PDA

Zobacz pełną wersję : Ścieżkami przeszłości i nie tylko.



slawek71
21-12-2015, 10:11
No i znowu coś mnie wyciągneło z domu w niedzielny ranek i kazało udać się w jedynie słusznym południowym kierunku czyli krótka relacja z listopadowej wycieczki w okolice Baligrodu. Spacer rozpoczynam w Cisowcu skąd powolutku drogą na grzbiet , mimo pochmurnego poranka niezłe widoki. Na polanie Choceń wdrapuje się na ambonę coby spokojnie zjeść śniadanie a to dlatego że nieopodal pasą się owieczki których pilnują między innymi pieski , dwa wielkości cielaka i jeden kundelek.Następnie schodzę w dolinę nieistniejącej wioski Choceń , teren oznaczony tablicami informacyjnymi i w miarę zadbany w czym zasługa chyba nadleśnictwa Baligród. Na cerkwisku nowy krzyż ale niestety nie obsadzony , nie znalazłem krzyża z kopuły cerkwi i kamiennej płyty z napisem , jeszcze się trochę kręcę po dolinie i wracam na grzbiet nad Cisowcem. Jako że godzina jeszcze młoda postanawiam odszukać kapliczkę w bukowym pniu co ku mojemu zadowoleniu poszło całkiem sprawnie. To jeszcze nie koniec spacerów tamtej niedzieli , po powrocie do Cisowca nastąpiła skromna jednoosobowa dyslokacja w inne bieszczadzkie doliny , cdn.

don Enrico
21-12-2015, 20:24
No i znowu coś mnie wyciągneło z domu w niedzielny ranek i kazało udać się w jedynie słusznym południowym kierunku czyli krótka relacja z listopadowej wycieczki w okolice Baligrodu.(..).
To już kolejna relacja w ostatnich czasach, która zahacza o Balów-gród.
Czyżby nowy kierunek poszukiwaczy górek na które nie prowadzą schody ?

slawek71
22-12-2015, 21:17
To już kolejna relacja w ostatnich czasach, która zahacza o Balów-gród.
Czyżby nowy kierunek poszukiwaczy górek na które nie prowadzą schody ?
Sam nie wiem czemu ale lubię te rejony , schodów raczej chyba nie ma a i wybitnie widokowych górek też , połonin też nie ma ale są bardzo ładne doliny , urokliwe jeziorka , orzeźwiająca żabianka i jeszcze wiele ciekawostek , są też i spore zmiany w tzw. infrastrukturze turystycznej , mam tu na myśli Korbanie czy dolinę Rabego .

◆ **Podane dane**:
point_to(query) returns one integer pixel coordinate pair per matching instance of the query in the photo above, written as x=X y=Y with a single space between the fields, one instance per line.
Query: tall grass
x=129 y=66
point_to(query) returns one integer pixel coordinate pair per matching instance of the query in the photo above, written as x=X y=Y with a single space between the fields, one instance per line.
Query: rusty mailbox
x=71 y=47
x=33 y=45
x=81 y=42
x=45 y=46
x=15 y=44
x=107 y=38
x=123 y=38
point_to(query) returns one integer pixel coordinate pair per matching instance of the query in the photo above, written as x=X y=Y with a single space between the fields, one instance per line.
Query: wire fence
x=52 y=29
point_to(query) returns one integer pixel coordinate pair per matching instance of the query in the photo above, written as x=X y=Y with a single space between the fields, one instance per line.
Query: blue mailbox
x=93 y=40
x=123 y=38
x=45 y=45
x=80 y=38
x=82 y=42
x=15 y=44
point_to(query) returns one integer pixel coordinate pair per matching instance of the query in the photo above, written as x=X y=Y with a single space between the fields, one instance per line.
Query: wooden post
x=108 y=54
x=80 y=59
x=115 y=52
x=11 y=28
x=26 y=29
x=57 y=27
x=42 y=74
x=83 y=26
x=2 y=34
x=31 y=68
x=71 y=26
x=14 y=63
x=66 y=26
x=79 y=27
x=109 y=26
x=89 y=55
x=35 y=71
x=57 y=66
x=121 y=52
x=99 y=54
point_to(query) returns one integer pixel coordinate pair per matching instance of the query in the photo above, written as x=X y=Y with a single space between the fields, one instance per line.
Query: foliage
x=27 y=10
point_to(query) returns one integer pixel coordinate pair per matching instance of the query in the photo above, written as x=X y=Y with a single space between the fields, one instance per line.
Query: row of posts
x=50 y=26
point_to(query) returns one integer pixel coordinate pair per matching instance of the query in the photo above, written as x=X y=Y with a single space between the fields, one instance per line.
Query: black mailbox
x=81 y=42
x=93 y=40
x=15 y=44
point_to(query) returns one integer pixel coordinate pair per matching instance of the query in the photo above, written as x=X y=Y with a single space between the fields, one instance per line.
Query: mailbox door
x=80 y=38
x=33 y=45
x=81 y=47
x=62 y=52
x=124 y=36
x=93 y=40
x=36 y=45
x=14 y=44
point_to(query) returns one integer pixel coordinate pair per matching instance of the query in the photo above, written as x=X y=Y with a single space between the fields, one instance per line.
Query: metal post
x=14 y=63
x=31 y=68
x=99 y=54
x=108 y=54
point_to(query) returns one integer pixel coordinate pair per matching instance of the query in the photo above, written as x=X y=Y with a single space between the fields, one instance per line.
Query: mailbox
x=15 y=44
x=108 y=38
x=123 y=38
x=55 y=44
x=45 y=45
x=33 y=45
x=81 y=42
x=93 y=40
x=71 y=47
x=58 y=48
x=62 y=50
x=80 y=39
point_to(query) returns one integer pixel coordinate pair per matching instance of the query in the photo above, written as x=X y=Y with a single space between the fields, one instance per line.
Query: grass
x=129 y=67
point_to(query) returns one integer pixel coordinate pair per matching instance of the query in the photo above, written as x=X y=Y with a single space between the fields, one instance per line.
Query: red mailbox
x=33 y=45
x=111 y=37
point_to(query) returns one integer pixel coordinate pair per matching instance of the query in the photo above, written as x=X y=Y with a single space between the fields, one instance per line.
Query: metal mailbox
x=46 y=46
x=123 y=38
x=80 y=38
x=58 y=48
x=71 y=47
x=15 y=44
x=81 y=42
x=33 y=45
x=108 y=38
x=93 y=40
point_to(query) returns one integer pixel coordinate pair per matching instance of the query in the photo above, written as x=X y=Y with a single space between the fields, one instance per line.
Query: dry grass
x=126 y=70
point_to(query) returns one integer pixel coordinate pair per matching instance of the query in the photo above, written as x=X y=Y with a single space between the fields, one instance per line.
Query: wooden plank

◆ **Twoje zadania**:
1/ Przepisz fragment relacji z okolic Baligrodu, zaczynając od "Sam nie wiem" i kończąc na "dolinę Rabego .", i zamień w nim "jeziorka" na "stawy".
2/ W jakiej miejscowości rozpoczyna się spacer opisany w relacji z okolic Baligrodu?

◆ **Odpowiedzi do zadań**:
1/
Sam nie wiem czemu ale lubię te rejony , schodów raczej chyba nie ma a i wybitnie widokowych górek też , połonin też nie ma ale są bardzo ładne doliny , urokliwe stawy , orzeźwiająca żabianka i jeszcze wiele ciekawostek , są też i spore zmiany w tzw. infrastrukturze turystycznej , mam tu na myśli Korbanie czy dolinę Rabego .

2/ W Cisowcu.